---- Record set

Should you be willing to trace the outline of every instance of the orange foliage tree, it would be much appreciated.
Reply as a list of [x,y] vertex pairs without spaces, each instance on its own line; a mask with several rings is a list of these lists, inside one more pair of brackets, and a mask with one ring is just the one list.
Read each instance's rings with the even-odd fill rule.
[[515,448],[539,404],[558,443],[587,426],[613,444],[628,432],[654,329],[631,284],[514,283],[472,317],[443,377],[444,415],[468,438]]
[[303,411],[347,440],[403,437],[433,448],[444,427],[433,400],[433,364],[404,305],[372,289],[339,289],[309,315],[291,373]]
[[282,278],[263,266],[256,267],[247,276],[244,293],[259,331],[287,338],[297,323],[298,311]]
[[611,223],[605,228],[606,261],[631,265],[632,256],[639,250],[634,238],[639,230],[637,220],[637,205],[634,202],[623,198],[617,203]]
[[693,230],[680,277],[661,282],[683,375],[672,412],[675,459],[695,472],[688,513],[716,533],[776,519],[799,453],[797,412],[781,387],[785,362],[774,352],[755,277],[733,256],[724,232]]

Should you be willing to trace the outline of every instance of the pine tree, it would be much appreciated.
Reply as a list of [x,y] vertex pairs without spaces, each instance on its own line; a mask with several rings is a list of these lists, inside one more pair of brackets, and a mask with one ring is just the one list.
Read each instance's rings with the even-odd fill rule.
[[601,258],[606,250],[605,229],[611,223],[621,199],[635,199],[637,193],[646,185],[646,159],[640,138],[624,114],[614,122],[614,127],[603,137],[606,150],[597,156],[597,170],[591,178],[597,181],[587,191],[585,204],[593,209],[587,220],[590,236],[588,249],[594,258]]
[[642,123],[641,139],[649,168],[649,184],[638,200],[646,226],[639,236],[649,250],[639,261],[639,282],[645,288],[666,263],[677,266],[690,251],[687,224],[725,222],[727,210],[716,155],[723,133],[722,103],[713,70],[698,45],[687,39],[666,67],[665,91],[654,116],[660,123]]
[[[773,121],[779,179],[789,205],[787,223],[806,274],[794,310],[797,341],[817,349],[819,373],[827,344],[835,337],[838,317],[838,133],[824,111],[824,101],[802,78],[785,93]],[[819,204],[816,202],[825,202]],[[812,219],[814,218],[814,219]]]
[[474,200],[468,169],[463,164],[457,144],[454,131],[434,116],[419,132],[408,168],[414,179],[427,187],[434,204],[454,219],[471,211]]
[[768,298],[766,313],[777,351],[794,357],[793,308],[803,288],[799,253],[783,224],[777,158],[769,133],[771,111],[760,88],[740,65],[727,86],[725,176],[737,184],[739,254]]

--------

_Problem details:_
Copy all of the lines above word for word.

_Written reply:_
Should you be willing to trace the outline of every instance of the orange foliage tree, it would be much appreciated.
Reply as a list of [x,y] vertex pairs without spaces, each instance on its own line; a mask with several rings is a list of these lists, inside one more pair of brackets, and a mask with one ring is just the one list.
Read each instance's rings with the even-odd fill rule.
[[515,448],[539,404],[558,443],[587,426],[613,444],[628,432],[654,329],[631,284],[514,283],[472,317],[443,377],[444,415],[468,438]]
[[303,411],[347,440],[403,437],[433,448],[444,427],[433,400],[433,364],[404,305],[372,289],[339,289],[309,315],[291,373]]
[[282,278],[263,266],[256,267],[247,276],[244,293],[259,331],[287,338],[297,323],[298,311]]
[[611,223],[605,228],[606,261],[631,265],[632,256],[639,250],[634,238],[639,230],[637,220],[637,205],[634,202],[623,198],[617,203]]
[[693,230],[680,277],[661,282],[683,375],[672,412],[675,459],[695,472],[688,513],[716,533],[776,519],[799,453],[797,412],[781,387],[785,362],[774,352],[755,277],[733,256],[724,232]]

Should you be willing to trace the outline of every instance of the pine tree, it would be much appreciated.
Reply as a list of [x,y] vertex pairs without spaces, each instance on its own line; a mask with several rings is a list of these lists, inside one more pair of brackets, and a mask with one ring is just the one list.
Read each instance's rings with the even-odd fill rule.
[[601,258],[606,250],[605,229],[611,223],[621,199],[635,199],[637,193],[646,185],[646,159],[640,138],[624,114],[614,122],[614,127],[603,137],[606,150],[597,156],[597,170],[591,178],[597,181],[587,191],[585,204],[593,209],[587,220],[590,236],[588,249],[594,258]]
[[642,123],[641,139],[649,168],[649,184],[638,200],[646,226],[639,236],[649,250],[639,261],[639,282],[645,288],[666,263],[677,266],[690,251],[687,224],[725,222],[727,210],[716,155],[723,133],[722,103],[713,70],[698,45],[687,39],[666,67],[665,91],[654,116],[660,123]]
[[[773,121],[779,179],[789,205],[787,223],[806,274],[794,310],[797,341],[817,349],[819,373],[827,344],[835,337],[838,317],[838,133],[824,111],[824,101],[802,78],[785,93]],[[819,204],[816,202],[825,202]],[[812,219],[814,218],[814,219]]]
[[474,200],[468,169],[463,164],[457,144],[454,131],[434,116],[419,132],[408,168],[414,179],[427,187],[434,204],[454,219],[471,211]]
[[768,298],[766,313],[777,351],[794,357],[793,308],[803,288],[799,253],[783,224],[777,158],[769,133],[771,111],[760,88],[740,65],[727,86],[725,176],[737,184],[739,254]]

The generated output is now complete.